--- Dataset content ---
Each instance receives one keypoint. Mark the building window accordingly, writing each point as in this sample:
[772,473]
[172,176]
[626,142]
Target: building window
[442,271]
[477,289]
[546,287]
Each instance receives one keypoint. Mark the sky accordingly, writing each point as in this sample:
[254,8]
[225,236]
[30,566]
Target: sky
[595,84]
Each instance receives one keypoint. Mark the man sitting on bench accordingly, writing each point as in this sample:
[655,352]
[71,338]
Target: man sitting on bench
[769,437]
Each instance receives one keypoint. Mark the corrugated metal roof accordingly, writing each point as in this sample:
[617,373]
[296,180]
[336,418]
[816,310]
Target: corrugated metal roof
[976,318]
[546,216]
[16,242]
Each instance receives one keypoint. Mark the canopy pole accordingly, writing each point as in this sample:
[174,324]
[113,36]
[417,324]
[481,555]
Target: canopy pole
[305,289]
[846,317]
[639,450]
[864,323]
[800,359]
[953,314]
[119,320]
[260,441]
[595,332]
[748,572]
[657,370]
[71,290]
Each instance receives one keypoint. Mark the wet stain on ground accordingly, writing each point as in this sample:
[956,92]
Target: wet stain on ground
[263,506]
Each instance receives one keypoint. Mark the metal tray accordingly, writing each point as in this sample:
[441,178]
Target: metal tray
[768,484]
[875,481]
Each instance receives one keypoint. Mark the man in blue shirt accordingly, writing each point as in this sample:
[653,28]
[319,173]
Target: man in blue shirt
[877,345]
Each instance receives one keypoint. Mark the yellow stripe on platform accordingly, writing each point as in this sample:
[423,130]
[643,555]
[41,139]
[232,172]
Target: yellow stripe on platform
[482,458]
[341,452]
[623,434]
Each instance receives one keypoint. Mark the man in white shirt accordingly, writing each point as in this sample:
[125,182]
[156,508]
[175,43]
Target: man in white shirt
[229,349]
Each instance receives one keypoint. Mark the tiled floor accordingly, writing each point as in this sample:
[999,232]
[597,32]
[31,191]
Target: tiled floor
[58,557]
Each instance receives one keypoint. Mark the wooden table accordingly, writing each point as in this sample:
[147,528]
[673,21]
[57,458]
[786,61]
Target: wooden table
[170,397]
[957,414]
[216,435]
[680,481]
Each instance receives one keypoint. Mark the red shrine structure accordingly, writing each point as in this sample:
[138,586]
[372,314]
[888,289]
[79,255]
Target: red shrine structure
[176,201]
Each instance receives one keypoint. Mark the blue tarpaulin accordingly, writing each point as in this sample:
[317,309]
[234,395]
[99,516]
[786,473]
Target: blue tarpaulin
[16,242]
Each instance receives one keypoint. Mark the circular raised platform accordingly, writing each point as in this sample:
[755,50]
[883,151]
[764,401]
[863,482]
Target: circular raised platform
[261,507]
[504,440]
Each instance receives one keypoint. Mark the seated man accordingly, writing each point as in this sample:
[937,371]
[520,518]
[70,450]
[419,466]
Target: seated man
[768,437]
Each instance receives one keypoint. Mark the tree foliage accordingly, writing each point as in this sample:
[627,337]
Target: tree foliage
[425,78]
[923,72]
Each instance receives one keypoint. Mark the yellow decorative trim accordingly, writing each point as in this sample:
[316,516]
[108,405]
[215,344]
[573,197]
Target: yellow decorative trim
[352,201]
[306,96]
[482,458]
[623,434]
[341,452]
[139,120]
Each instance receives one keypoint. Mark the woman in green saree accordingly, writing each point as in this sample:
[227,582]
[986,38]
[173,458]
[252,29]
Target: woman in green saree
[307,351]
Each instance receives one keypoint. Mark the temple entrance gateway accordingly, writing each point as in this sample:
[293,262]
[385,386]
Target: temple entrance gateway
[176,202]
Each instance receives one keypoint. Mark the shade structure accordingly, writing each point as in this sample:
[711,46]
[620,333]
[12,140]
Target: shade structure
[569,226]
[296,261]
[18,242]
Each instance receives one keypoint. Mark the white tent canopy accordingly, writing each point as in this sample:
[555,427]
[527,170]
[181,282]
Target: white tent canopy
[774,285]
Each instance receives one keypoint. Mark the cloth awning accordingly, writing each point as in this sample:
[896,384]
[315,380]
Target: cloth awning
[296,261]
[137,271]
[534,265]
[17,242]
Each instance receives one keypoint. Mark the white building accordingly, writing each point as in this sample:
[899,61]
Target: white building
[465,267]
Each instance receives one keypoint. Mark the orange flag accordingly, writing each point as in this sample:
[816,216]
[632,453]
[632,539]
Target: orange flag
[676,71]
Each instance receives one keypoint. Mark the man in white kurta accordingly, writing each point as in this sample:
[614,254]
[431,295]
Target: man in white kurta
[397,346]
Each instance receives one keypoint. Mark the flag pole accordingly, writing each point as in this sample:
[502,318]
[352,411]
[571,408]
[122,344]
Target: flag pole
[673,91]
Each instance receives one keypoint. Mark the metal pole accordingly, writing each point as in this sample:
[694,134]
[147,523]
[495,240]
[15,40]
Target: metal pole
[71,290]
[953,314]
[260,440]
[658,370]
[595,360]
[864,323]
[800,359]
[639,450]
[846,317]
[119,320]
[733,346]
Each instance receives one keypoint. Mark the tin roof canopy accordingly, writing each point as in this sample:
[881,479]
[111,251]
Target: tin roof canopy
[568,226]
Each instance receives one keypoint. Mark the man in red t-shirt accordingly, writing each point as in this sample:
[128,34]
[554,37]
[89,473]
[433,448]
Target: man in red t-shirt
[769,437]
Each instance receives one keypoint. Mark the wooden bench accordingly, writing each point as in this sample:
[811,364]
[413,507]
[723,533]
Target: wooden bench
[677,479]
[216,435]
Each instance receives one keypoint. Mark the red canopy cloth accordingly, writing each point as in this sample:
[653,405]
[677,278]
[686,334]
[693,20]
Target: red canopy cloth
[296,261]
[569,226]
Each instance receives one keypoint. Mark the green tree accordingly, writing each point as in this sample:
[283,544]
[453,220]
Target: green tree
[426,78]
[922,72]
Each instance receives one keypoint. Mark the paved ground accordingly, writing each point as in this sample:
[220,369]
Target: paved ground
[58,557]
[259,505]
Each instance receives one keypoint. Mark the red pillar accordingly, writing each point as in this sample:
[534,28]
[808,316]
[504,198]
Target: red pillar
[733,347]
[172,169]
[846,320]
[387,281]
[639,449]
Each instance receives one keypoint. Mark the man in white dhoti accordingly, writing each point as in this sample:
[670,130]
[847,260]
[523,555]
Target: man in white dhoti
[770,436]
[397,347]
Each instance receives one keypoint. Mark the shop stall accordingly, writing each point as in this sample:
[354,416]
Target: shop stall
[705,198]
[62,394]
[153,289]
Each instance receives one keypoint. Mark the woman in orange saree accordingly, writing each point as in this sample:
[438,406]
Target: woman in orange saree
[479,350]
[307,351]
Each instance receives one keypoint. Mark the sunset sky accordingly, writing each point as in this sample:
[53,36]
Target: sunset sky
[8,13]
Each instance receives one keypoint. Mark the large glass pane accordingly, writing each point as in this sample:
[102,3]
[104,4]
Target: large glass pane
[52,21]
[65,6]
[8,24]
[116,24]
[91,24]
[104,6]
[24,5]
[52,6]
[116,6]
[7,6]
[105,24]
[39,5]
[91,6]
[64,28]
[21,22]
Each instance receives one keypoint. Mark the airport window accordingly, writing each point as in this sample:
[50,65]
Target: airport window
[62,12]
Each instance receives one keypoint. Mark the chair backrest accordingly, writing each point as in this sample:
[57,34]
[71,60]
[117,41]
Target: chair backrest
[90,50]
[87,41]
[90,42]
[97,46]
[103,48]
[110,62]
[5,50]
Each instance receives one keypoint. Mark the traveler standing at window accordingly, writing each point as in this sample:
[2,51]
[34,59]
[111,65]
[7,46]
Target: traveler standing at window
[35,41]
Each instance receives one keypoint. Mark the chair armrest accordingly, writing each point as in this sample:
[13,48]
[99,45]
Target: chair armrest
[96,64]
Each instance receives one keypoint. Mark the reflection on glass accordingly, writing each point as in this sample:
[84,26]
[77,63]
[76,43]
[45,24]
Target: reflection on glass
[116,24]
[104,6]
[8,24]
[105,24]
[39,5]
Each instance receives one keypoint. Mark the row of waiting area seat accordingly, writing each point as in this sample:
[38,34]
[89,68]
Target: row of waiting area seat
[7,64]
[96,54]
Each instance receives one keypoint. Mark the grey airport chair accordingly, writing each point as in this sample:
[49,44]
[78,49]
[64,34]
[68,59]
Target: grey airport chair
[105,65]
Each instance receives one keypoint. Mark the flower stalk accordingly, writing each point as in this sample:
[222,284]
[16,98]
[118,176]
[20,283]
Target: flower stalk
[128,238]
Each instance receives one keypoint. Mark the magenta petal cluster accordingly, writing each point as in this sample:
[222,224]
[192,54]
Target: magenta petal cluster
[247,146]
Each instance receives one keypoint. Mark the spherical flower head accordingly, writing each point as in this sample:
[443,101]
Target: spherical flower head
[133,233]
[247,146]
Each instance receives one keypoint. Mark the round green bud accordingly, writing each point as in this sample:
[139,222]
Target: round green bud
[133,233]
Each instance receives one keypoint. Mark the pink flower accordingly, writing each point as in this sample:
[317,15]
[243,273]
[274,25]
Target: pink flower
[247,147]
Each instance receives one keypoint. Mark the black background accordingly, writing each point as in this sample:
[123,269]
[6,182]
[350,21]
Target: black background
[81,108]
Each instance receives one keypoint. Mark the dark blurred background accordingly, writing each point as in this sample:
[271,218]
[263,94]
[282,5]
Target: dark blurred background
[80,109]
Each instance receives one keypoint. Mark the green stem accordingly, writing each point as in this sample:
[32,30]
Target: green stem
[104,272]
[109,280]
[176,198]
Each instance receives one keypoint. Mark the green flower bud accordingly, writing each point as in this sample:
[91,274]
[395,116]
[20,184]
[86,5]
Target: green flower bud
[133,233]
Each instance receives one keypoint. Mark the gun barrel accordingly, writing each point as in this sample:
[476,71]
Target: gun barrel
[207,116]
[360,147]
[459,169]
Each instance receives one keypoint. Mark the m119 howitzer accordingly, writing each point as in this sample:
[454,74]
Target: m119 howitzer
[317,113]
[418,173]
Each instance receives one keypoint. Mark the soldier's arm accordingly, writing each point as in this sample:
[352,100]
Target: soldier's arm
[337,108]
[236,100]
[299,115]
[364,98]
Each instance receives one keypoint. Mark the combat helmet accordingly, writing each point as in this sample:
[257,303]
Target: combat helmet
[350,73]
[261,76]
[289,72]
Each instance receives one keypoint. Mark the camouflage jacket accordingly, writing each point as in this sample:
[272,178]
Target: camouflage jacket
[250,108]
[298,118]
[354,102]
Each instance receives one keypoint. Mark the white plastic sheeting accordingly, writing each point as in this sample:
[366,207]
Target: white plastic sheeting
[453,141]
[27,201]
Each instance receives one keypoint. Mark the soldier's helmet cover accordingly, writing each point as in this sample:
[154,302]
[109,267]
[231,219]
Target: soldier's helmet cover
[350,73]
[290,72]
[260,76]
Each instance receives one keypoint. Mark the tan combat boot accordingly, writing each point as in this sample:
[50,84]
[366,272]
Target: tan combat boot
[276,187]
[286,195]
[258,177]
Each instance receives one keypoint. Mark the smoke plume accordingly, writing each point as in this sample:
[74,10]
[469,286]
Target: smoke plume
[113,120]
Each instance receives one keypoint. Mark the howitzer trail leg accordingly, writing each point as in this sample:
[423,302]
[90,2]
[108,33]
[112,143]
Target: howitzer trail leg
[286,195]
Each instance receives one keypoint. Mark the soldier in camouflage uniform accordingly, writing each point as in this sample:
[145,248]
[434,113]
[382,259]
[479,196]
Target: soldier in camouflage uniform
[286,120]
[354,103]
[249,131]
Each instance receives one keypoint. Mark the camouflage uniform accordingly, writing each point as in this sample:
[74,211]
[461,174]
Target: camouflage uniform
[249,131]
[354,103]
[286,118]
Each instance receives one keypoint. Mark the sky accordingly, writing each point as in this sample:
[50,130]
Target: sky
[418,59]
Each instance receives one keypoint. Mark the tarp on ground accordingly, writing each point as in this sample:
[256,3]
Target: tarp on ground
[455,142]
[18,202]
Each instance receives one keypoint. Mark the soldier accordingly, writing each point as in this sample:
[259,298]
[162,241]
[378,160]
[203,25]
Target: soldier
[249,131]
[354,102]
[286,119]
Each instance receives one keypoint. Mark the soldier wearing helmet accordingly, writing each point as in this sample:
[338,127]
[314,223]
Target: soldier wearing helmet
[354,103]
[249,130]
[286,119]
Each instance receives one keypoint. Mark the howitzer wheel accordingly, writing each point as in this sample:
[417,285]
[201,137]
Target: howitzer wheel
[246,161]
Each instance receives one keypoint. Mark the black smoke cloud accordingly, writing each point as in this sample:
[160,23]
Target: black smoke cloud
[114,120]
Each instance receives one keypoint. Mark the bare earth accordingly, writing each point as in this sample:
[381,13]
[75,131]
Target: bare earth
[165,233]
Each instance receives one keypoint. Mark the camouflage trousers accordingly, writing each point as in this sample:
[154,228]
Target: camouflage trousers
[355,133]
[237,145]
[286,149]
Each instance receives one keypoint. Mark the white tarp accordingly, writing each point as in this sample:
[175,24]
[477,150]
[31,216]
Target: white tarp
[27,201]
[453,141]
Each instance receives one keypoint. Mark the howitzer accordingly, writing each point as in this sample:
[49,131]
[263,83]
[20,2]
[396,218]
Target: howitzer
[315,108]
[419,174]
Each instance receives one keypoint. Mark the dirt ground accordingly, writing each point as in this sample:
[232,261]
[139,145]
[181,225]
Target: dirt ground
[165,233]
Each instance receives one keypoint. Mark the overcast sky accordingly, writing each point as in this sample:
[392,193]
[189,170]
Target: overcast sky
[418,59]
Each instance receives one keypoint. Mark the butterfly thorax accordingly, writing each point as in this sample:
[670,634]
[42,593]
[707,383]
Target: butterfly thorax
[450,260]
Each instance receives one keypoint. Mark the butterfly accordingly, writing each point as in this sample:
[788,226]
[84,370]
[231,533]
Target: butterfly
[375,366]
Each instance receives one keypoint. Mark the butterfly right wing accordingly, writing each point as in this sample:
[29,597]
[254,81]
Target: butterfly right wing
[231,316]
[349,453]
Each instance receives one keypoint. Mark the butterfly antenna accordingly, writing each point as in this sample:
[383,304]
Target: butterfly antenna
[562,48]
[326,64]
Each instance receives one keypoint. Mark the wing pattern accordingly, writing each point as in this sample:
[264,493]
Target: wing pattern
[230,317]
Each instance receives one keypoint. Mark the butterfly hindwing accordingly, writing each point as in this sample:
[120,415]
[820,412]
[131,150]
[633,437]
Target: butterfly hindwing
---
Short task —
Give back exactly the lines beginning at the one with "Each instance receives one keypoint. Mark the overcast" and ending at the final line of the material; both boundary lines belong in it.

Output —
Each instance receives one keypoint. Mark the overcast sky accordingly, writing each point as in this sample:
[392,193]
[189,170]
Target: overcast sky
[418,59]
Each instance receives one keypoint. Mark the butterfly thorax accordingly, writing each point as in this sample:
[670,634]
[42,593]
[707,383]
Target: butterfly thorax
[450,260]
Each instance receives one keypoint. Mark the butterfly accordingly, writing each point as in this sample:
[788,226]
[84,370]
[231,533]
Target: butterfly
[375,366]
Each instance receives one keypoint. Mark the butterfly right wing accordingly, writing each point as in this sample:
[29,597]
[254,81]
Target: butterfly right wing
[231,316]
[349,453]
Each instance receives one keypoint. Mark the butterfly antenna accordingly, writing each point as in this sample:
[383,304]
Target: butterfly antenna
[562,48]
[326,64]
Each instance receives one keypoint. Mark the wing pattern accordingly, writing each point as in this sample:
[264,493]
Target: wing pattern
[230,317]
Each instance receives one keypoint. Mark the butterfly hindwing accordingly, writing each point as in this sample:
[120,415]
[820,412]
[131,150]
[633,437]
Target: butterfly hindwing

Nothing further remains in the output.